▸ Task prompt: Reproduce the items below line for line, beginning with the line that contains "In the photograph above, where can the person with bald" and continuing through the last line of the items.

▸ Material provided:
------

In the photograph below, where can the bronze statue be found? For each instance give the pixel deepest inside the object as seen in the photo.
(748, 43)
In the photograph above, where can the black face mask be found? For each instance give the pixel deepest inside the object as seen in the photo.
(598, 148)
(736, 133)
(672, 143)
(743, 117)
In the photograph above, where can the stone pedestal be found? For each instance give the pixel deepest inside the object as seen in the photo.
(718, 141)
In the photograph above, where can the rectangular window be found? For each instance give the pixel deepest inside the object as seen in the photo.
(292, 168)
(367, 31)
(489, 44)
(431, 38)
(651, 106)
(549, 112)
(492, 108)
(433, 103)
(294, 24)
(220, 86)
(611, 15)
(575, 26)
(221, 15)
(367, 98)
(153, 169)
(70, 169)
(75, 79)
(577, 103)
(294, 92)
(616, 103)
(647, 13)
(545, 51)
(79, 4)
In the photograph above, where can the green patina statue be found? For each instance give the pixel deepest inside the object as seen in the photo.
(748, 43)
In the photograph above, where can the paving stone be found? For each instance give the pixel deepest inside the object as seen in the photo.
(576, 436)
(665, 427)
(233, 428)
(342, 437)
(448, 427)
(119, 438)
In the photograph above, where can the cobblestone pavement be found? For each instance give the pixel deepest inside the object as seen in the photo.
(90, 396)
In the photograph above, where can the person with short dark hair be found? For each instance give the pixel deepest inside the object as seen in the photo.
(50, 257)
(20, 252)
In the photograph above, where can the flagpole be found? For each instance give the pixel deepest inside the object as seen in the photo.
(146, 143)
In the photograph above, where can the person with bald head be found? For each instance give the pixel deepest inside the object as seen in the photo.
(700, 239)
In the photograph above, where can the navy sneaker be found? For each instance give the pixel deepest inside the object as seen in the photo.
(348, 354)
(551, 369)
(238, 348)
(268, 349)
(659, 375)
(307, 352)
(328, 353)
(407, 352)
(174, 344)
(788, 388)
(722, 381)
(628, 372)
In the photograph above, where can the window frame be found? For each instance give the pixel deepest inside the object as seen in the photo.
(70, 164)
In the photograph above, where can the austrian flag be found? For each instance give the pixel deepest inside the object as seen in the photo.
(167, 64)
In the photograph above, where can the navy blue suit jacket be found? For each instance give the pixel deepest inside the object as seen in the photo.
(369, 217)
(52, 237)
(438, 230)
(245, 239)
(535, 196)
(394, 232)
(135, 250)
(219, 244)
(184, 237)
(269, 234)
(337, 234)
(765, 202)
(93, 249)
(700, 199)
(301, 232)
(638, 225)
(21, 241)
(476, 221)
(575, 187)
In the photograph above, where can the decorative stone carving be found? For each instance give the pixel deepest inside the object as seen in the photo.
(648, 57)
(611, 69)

------

▸ Output:
In the photograph above, where can the person with bald head be found? For each instance give the pixel deepest inside the object as seen in the photo.
(700, 239)
In the photograph above, where can the navy sneaker be found? For each instance give the pixel deepest inside the object as seen in the photo.
(348, 354)
(551, 369)
(238, 348)
(268, 349)
(659, 375)
(307, 352)
(328, 353)
(407, 352)
(174, 344)
(788, 388)
(722, 381)
(628, 372)
In the photograph above, where can the window frame be found? For each instance give the pixel deepest inside the object as seen in the photo.
(70, 164)
In the photograph above, where can the austrian flag be found? For each instance give the pixel deepest inside the object as seen in the photo.
(167, 64)
In the photograph above, where can the navy blue suit jacket be found? For each instance give the pixel deepest inside the object as seen in the photo.
(369, 217)
(52, 237)
(438, 230)
(245, 239)
(535, 196)
(394, 232)
(135, 250)
(219, 244)
(184, 237)
(269, 234)
(337, 234)
(765, 202)
(93, 249)
(700, 199)
(301, 232)
(638, 225)
(21, 241)
(476, 221)
(575, 187)
In the photograph above, where can the decorative stone carving be found? For each instance give the pixel deepest inside the object as seen in the photo.
(648, 57)
(611, 69)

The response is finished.